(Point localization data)
────────────────────
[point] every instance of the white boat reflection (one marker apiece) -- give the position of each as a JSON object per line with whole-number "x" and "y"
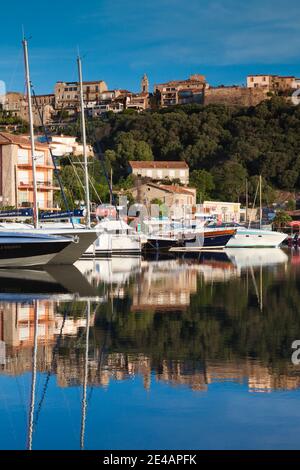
{"x": 252, "y": 258}
{"x": 109, "y": 271}
{"x": 59, "y": 283}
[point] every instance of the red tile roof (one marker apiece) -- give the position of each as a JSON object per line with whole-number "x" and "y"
{"x": 177, "y": 189}
{"x": 158, "y": 165}
{"x": 22, "y": 141}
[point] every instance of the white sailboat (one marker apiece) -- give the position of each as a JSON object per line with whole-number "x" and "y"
{"x": 84, "y": 236}
{"x": 256, "y": 238}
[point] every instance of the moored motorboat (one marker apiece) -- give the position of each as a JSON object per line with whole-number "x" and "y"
{"x": 251, "y": 238}
{"x": 207, "y": 239}
{"x": 20, "y": 249}
{"x": 161, "y": 243}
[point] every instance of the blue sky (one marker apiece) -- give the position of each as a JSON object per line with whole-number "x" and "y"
{"x": 167, "y": 39}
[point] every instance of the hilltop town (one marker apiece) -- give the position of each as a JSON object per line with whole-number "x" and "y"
{"x": 63, "y": 103}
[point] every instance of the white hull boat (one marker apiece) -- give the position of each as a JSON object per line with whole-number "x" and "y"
{"x": 250, "y": 238}
{"x": 115, "y": 238}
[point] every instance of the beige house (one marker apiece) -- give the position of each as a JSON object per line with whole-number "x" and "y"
{"x": 182, "y": 91}
{"x": 273, "y": 83}
{"x": 67, "y": 93}
{"x": 170, "y": 195}
{"x": 224, "y": 211}
{"x": 42, "y": 106}
{"x": 63, "y": 145}
{"x": 161, "y": 171}
{"x": 16, "y": 180}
────────────────────
Goal of the exercise: Reproduce the whole of the data, word for word, and omit its pictures.

Task solution:
[point] every instance of the white boat reflection (one marker apiece) -- give the position of each as a JSON object per line with whole-number "x" and "y"
{"x": 252, "y": 258}
{"x": 109, "y": 271}
{"x": 59, "y": 283}
[point] every instance of the red tile roof (one marker apiece) -- give the position of each as a JSON object per line with whole-number "x" and "y"
{"x": 177, "y": 189}
{"x": 158, "y": 165}
{"x": 22, "y": 141}
[point] every instance of the white sailboat (one marker apiece) -- give the position of each as a JSON object per line with whole-number "x" and "y"
{"x": 84, "y": 236}
{"x": 256, "y": 238}
[point] every instance of the moored motorboat (one marker apiece) -- give the position of each as a JSON object per line with whole-number "x" and "y"
{"x": 251, "y": 238}
{"x": 207, "y": 239}
{"x": 20, "y": 249}
{"x": 161, "y": 243}
[point] every instance of the blue sky (one marker apiece) -- give the position of each as a JSON object per line with whole-number "x" and "y"
{"x": 167, "y": 39}
[point] every instance of the hilltop town (one marker apiece) -- give the position of each as a JSON object per line with whole-number "x" and "y"
{"x": 63, "y": 103}
[point] every instance of the white hull boat (one marker apiece) -- give the position of each as a JSON object per line with whole-number "x" and "y"
{"x": 250, "y": 238}
{"x": 115, "y": 238}
[point] every instance of the beige house (one marker apiece) -- give the position of each as a JSON object per line with whole-number "x" and "y"
{"x": 182, "y": 91}
{"x": 273, "y": 83}
{"x": 67, "y": 93}
{"x": 170, "y": 195}
{"x": 224, "y": 211}
{"x": 42, "y": 106}
{"x": 63, "y": 145}
{"x": 161, "y": 171}
{"x": 16, "y": 180}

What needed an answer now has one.